■ WHAT THE TASK REQUIRES ■
Copy out exactly every line from the line containing "of the snowy" until the records below end, inclusive of both boundary lines.

══════════

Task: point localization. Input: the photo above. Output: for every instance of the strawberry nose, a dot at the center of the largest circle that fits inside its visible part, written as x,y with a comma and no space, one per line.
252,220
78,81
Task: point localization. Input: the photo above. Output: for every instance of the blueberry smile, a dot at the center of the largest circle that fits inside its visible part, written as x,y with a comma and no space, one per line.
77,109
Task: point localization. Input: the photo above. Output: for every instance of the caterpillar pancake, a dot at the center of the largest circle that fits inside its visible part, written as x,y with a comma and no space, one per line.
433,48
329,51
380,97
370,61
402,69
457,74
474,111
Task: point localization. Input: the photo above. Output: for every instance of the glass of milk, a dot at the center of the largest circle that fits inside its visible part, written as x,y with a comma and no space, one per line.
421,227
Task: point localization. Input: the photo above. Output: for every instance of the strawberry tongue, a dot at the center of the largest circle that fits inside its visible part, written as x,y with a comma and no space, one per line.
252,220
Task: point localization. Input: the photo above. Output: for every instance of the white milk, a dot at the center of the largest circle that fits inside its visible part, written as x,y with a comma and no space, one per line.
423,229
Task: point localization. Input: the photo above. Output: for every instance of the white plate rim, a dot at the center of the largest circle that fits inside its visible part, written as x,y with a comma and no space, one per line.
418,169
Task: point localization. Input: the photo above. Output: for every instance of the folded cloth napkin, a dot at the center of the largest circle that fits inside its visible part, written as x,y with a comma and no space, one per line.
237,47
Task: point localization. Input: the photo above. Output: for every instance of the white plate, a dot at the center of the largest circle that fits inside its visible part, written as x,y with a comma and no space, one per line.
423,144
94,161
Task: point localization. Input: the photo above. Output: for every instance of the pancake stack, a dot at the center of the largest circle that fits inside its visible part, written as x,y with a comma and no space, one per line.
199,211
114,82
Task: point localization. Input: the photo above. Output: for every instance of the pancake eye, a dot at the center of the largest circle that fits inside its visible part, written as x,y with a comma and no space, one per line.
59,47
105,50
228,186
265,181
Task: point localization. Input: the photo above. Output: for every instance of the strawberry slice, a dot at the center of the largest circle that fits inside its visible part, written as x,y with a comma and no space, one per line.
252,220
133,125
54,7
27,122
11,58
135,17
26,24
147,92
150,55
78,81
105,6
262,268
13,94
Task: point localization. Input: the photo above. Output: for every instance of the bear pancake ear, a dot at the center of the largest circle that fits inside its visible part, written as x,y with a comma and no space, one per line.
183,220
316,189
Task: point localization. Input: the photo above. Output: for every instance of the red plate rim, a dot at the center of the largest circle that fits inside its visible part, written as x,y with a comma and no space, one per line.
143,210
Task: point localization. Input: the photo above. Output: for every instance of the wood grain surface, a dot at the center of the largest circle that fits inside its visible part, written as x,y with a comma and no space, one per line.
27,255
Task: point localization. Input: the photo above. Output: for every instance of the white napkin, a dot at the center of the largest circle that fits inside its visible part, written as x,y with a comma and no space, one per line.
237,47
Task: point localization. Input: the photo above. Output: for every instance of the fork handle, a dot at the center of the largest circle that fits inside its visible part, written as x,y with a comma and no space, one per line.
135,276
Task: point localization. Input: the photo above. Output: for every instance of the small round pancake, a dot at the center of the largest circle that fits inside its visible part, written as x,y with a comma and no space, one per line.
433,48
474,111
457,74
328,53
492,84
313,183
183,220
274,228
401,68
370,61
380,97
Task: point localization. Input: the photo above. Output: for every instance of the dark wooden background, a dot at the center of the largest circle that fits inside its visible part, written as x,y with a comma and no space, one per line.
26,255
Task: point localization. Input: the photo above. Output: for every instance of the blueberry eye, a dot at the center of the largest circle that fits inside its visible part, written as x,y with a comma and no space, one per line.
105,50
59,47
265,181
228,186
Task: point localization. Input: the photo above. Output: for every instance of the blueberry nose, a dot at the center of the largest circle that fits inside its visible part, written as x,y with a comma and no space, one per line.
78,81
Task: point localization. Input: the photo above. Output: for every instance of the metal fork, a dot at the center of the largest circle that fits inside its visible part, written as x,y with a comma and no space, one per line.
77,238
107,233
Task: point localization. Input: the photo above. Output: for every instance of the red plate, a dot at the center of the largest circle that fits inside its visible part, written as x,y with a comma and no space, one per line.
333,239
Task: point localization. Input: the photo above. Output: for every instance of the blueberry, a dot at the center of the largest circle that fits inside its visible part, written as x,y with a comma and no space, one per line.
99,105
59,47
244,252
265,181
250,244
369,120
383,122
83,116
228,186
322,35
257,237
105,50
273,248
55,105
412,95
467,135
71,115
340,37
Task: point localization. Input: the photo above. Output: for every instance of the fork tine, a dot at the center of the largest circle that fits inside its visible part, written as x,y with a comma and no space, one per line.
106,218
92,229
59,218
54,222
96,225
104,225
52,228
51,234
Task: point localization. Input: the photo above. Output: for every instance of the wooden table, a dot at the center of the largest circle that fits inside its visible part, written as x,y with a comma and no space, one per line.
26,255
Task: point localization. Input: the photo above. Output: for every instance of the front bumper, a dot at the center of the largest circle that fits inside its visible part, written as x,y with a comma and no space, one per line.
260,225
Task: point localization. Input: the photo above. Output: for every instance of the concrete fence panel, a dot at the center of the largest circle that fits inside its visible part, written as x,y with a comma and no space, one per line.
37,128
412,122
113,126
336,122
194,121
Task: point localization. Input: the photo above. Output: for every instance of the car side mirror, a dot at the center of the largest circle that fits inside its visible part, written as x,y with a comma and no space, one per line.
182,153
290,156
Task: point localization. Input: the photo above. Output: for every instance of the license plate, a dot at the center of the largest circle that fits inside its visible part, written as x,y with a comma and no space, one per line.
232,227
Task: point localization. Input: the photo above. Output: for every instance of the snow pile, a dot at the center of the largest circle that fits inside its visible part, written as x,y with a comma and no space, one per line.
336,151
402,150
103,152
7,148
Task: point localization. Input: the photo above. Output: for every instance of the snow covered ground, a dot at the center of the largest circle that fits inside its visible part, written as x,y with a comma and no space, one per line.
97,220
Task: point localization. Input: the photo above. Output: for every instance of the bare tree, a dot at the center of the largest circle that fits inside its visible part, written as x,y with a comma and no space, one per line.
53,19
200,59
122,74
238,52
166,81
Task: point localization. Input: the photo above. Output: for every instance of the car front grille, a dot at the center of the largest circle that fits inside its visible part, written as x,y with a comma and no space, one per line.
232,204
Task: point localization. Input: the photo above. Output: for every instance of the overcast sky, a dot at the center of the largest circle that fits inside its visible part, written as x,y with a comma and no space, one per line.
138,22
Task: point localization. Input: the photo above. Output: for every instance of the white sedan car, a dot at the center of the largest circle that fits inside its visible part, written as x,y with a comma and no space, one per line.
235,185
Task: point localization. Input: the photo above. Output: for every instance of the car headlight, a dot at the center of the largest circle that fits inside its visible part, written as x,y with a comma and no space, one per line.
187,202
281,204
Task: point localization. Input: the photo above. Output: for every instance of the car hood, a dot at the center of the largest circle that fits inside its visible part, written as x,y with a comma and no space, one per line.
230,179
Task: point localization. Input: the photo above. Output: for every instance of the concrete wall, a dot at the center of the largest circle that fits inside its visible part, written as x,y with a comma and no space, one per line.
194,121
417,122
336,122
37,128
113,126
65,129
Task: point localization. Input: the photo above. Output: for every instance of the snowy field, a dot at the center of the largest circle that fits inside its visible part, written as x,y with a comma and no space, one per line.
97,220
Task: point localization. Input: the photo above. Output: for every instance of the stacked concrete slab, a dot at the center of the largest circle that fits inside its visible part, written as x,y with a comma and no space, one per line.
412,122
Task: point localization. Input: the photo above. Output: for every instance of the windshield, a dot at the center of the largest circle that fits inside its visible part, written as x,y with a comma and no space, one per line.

══════════

■ SOLUTION FOR THIS PROBLEM ■
Task: point localization. Input: the photo above. Output: for every instance of the snowy field, a dot at the center of the largest circle that fits inside its visible part, written as x,y with a comma and no space, one per line.
97,220
Task: point localization. Input: the photo above. Output: for every instance of the stacked concrete slab, a dot at the center of the largest circle that fits inside its visible part, written as x,y with a comma and no space, one per line.
412,122
Task: point localization. Input: the photo above. Output: for every instance of the windshield, a dot at the center of the largest circle that fits inside its visible part, written as x,y with a comma and no space, one per line.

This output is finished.